#### [Work to do]
Repeat the records below exactly, leaving out any pictures.

#### [Extracted material]
┌──

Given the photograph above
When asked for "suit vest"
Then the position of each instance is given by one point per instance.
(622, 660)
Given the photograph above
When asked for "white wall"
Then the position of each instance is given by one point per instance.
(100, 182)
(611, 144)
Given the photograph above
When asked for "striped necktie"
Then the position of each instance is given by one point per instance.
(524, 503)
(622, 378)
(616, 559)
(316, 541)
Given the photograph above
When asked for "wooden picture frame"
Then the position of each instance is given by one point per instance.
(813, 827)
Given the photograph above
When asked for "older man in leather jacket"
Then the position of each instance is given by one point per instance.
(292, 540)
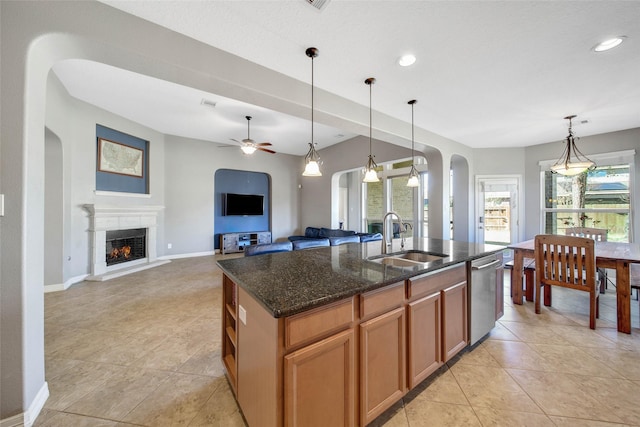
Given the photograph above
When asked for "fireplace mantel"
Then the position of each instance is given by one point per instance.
(105, 218)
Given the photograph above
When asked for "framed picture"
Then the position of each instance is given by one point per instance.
(114, 157)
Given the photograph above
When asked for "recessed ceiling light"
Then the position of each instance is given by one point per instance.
(609, 44)
(406, 60)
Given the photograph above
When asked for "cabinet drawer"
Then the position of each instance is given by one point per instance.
(431, 282)
(381, 300)
(317, 323)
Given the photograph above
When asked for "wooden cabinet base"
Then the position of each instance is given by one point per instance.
(345, 363)
(320, 383)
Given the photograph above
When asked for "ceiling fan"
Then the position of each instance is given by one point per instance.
(249, 146)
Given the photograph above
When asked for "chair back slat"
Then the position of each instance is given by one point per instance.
(567, 261)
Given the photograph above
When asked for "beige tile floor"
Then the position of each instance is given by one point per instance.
(143, 349)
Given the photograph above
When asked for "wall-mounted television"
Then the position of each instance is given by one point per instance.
(242, 204)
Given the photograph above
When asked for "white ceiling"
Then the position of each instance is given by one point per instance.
(488, 73)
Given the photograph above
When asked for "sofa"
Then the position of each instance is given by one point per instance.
(335, 236)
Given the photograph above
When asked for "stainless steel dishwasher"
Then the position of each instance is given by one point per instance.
(482, 296)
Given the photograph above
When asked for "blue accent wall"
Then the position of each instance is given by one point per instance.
(240, 182)
(106, 181)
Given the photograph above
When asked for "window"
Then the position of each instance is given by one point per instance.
(392, 193)
(598, 199)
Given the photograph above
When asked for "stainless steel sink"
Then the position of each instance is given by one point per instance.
(408, 258)
(420, 256)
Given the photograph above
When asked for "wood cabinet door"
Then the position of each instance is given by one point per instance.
(424, 338)
(382, 363)
(320, 383)
(454, 320)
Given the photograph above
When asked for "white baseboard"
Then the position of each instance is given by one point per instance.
(190, 255)
(66, 285)
(15, 421)
(28, 418)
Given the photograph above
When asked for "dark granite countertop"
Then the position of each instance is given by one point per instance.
(287, 283)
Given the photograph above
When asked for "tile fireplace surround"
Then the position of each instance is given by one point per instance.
(106, 218)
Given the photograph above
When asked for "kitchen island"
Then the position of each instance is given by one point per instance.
(336, 335)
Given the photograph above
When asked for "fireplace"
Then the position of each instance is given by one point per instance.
(123, 240)
(125, 245)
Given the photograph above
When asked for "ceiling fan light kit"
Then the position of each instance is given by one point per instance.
(249, 146)
(572, 161)
(370, 174)
(312, 159)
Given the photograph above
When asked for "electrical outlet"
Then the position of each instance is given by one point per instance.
(242, 313)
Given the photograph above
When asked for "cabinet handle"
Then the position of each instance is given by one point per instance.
(482, 267)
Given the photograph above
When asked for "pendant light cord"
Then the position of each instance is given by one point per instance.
(312, 101)
(412, 144)
(370, 116)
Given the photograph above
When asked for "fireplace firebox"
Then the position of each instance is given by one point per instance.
(125, 245)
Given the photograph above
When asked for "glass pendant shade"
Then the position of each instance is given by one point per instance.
(414, 177)
(312, 159)
(248, 149)
(572, 161)
(312, 163)
(370, 173)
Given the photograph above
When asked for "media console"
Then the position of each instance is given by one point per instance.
(235, 242)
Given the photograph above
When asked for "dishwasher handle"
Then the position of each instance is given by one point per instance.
(482, 267)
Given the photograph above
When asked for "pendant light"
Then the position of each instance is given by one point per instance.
(370, 174)
(414, 180)
(572, 161)
(312, 159)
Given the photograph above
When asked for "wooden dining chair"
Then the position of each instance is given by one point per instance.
(568, 262)
(599, 235)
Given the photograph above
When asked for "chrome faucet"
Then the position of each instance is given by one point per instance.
(386, 244)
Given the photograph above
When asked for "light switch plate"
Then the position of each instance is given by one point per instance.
(242, 313)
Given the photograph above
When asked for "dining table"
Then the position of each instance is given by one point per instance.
(614, 255)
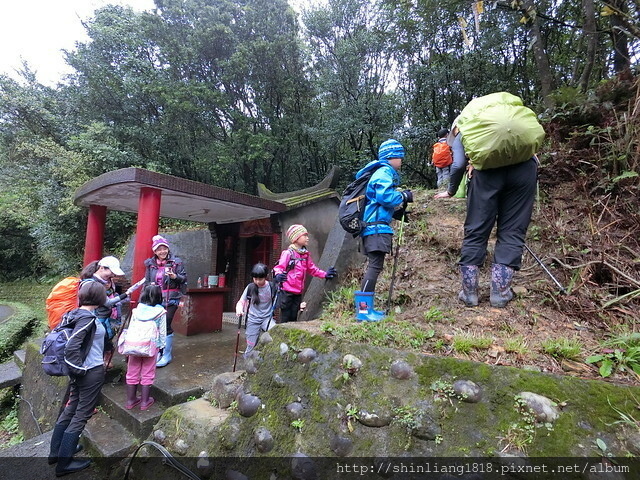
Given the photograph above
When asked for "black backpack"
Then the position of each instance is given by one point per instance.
(351, 209)
(53, 348)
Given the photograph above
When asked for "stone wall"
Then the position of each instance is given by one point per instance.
(309, 395)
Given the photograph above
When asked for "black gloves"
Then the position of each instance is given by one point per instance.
(407, 195)
(400, 214)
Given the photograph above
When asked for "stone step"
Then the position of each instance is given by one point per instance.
(106, 437)
(138, 422)
(10, 374)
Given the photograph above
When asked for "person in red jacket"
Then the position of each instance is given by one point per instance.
(291, 271)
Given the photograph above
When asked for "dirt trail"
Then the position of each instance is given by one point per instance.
(521, 335)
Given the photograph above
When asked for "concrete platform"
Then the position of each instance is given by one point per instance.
(196, 360)
(10, 374)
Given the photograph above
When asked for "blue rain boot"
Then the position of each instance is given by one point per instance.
(501, 276)
(166, 356)
(364, 307)
(469, 293)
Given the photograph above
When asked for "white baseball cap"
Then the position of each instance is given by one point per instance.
(112, 263)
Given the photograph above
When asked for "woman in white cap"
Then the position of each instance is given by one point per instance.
(103, 271)
(169, 273)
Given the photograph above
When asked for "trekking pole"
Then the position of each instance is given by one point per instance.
(273, 306)
(395, 262)
(544, 267)
(246, 314)
(235, 357)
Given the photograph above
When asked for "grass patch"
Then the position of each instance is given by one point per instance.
(517, 345)
(569, 348)
(9, 426)
(465, 344)
(386, 333)
(16, 329)
(618, 354)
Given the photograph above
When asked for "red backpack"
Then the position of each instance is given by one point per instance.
(63, 297)
(442, 154)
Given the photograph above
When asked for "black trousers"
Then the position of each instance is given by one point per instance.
(289, 306)
(502, 196)
(171, 311)
(83, 399)
(375, 247)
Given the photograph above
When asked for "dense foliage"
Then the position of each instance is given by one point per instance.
(238, 92)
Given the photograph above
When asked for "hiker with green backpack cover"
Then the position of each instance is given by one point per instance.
(499, 137)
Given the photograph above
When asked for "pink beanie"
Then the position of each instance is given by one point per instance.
(158, 241)
(294, 232)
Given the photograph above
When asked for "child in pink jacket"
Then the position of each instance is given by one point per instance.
(291, 270)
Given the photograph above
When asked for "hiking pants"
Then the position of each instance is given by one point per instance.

└──

#### [Reply to the exercise]
Given the photograph above
When asked for "suit vest"
Then the position of each instance is given by one point per instance.
(622, 660)
Given the photograph above
When asked for "white wall"
Then the position of each instance is given by one point per instance.
(100, 182)
(611, 144)
Given the photograph above
When asked for "striped necktie"
Then the position of each instance is given by one point per instance.
(524, 503)
(622, 378)
(616, 559)
(316, 541)
Given the photograph above
When asked for "wooden picture frame"
Then the position of each instance is given by one point per instance.
(813, 827)
Given the photograph above
When asked for "older man in leather jacket"
Then the position of each instance is given by one point per instance.
(292, 540)
Given the photograph above
When asked for "fireplace mantel"
Then the position of each instance is given by one point per instance.
(105, 218)
Given the photograph above
When asked for "framed picture"
Then the position of each instance is given by one point per instance.
(114, 157)
Given the photograph above
When asked for "recessed ceiling light"
Then the position of each instance is given by one point per instance.
(609, 44)
(406, 60)
Given the photograph above
When asked for "cabinet drawer"
Then the position of each instance is given by one point per instance.
(431, 282)
(381, 300)
(317, 323)
Given the photograph above
When asked for "wooden cabinet base"
Then the position of each instance is given by one point per instance.
(345, 363)
(320, 383)
Given the photograph above
When asked for "ceiling fan"
Then the position of each instance is given by one point per instance.
(249, 146)
Given the photograph above
When asked for "chair back slat"
Then the position of each instance is given by one point per instance.
(567, 261)
Given the photograph above
When asked for "beige tile floor"
Then the position of each instance is given by one point per instance.
(143, 349)
Given the photograph above
When asked for "wall-mounted television"
Then the position of each instance is given by one point per instance.
(242, 204)
Given the photograph above
When asked for "white ceiling"
Then the position of each instance is given by one point per instance.
(488, 73)
Given the photograph above
When asked for "sofa"
Then the position of each instance is given by one point per instance.
(335, 236)
Given the photograph above
When asked for "stainless steel dishwasher"
Then the position of each instance is given by one point per instance.
(482, 296)
Given the photograph above
When asked for "blue accent wall"
Then the position of each instance is given by one point per instance.
(240, 182)
(106, 181)
Given the photograph above
When asked for "window"
Then the position of each instance is given by one point per instance.
(392, 193)
(598, 199)
Given the photograph above
When asked for "stainless steel sink"
Then the position of each instance is given by one point per instance.
(408, 258)
(420, 256)
Given the photograph above
When asked for "wood cabinet door"
Then the position of each instance is given by one point per instance.
(424, 338)
(382, 363)
(320, 383)
(454, 320)
Given the photograph above
When asked for "white baseboard"
Then the position of each instance is given by one point per instance.
(190, 255)
(66, 285)
(15, 421)
(28, 418)
Given the photograph above
When asked for "dark granite countertop"
Then the position of each instance is given by one point per instance.
(287, 283)
Given the photograph above
When asked for "tile fireplace surround"
Then the position of each instance is given by one point per instance.
(106, 218)
Given the photograph above
When asked for "kitchen island"
Then the position of each instance is given by one point per instance.
(336, 335)
Given the photograph above
When asked for "fireplace"
Then the position of each instance is given by one point per instance.
(123, 240)
(125, 245)
Given the photograph above
When asked for "ceiling fan light kit"
Then the position of each instance is given by one point per instance.
(249, 146)
(572, 161)
(370, 174)
(312, 159)
Given the photograph above
When asked for "electrical outlet"
Then the position of each instance is given by one point per instance.
(242, 313)
Given the photograph above
When asked for "cabinet handle"
Then the position of each instance is given by one point per instance.
(482, 267)
Given the photograph above
When asked for "pendant light cord"
Then the position of each instance is given by one point per instance.
(312, 101)
(412, 144)
(370, 116)
Given the photograph above
When asked for "fireplace firebox"
Then the position of each instance is given by one point per instance.
(125, 245)
Given the photograph above
When asked for "glass pendant shade"
Then the position of each instance is given by one point per instance.
(414, 177)
(312, 159)
(248, 149)
(572, 161)
(312, 163)
(370, 173)
Given the photograph above
When asked for "media console"
Then the position of each instance is given by one point per instance.
(235, 242)
Given the photograph above
When asked for "dishwasher handle"
Then the position of each instance is given by one point per instance.
(482, 267)
Given the photograph above
When asked for "pendant light"
Then the position of each instance is given by one point per instance.
(370, 174)
(414, 180)
(572, 161)
(312, 159)
Given the photograph above
When asked for "wooden dining chair"
Then the position of each instance is given by one point per instance.
(568, 262)
(599, 235)
Given the photograph above
When asked for "chrome faucet"
Then the position of each instance is given by one point per instance.
(386, 244)
Given the photograph above
When asked for "light switch plate"
Then the position of each instance is given by one point per instance.
(242, 313)
Given the photograph above
When asked for "dining table"
Then the position of each instance is given by one point per instance.
(614, 255)
Given the photograph above
When asked for "black backpack"
Then the position of each instance is given by one point per instance.
(351, 209)
(53, 348)
Given the photograph above
When asked for "stone wall"
Then the position of each instance is given by one point per instance.
(309, 395)
Given the photograph above
When asked for "black gloves"
Then the position of each instance is given by one point per instance.
(407, 195)
(400, 214)
Given the photograph above
When asked for "stone step"
Then the position of each instance is given by one point per instance.
(106, 437)
(138, 422)
(10, 374)
Given the photograph above
When asked for "person in red jacket"
Then the position of each instance is given by one point per instance.
(291, 271)
Given the photograph above
When asked for "dirt trail"
Then the position of each instance is given by one point per instance.
(521, 335)
Given the photograph above
When asked for "concrete platform"
Then the position of each instance is given by one point per instance.
(196, 360)
(10, 374)
Given the photograph above
When asked for "blue rain boot"
Then the position of each instance is given by one point per instance.
(501, 276)
(166, 356)
(364, 307)
(469, 293)
Given the photograph above
When asked for "white baseball cap"
Then the position of each instance is given by one point per instance.
(112, 263)
Given the photograph above
When asked for "woman in white cap"
Then the position of each instance is given by one point per instance.
(103, 271)
(169, 273)
Given the photograph above
When asked for "trekking pole"
Then the position of each instance is given by one point per instance.
(273, 306)
(395, 262)
(544, 267)
(246, 314)
(235, 357)
Given the photograph above
When asked for "grass patch"
Then the position of each instance is given by one point per instance.
(517, 345)
(569, 348)
(9, 426)
(465, 344)
(386, 333)
(16, 329)
(618, 354)
Given the photograph above
When asked for "red backpack"
Then the position of each instance is given by one point per instance.
(63, 297)
(442, 154)
Given the photograph above
When asked for "black trousers"
Then the position of each instance is given by one point per instance.
(289, 306)
(502, 196)
(171, 311)
(83, 399)
(375, 247)
Given the photograph above
When asked for "dense foliage"
Then the position of each instance is given by one point per instance.
(238, 92)
Given the photograph above
When asked for "hiker with green backpack cover"
Then the position of each instance is given by one point per instance.
(499, 137)
Given the photograph above
When asked for "pink beanie"
Then the position of each instance is given by one point per instance.
(158, 241)
(294, 232)
Given the photograph above
When asked for "child in pink jacket"
Then the position of each instance is given by one point per instance.
(291, 270)
Given the photograph above
When asked for "hiking pants"
Then the position of each instance is given by one point per instance.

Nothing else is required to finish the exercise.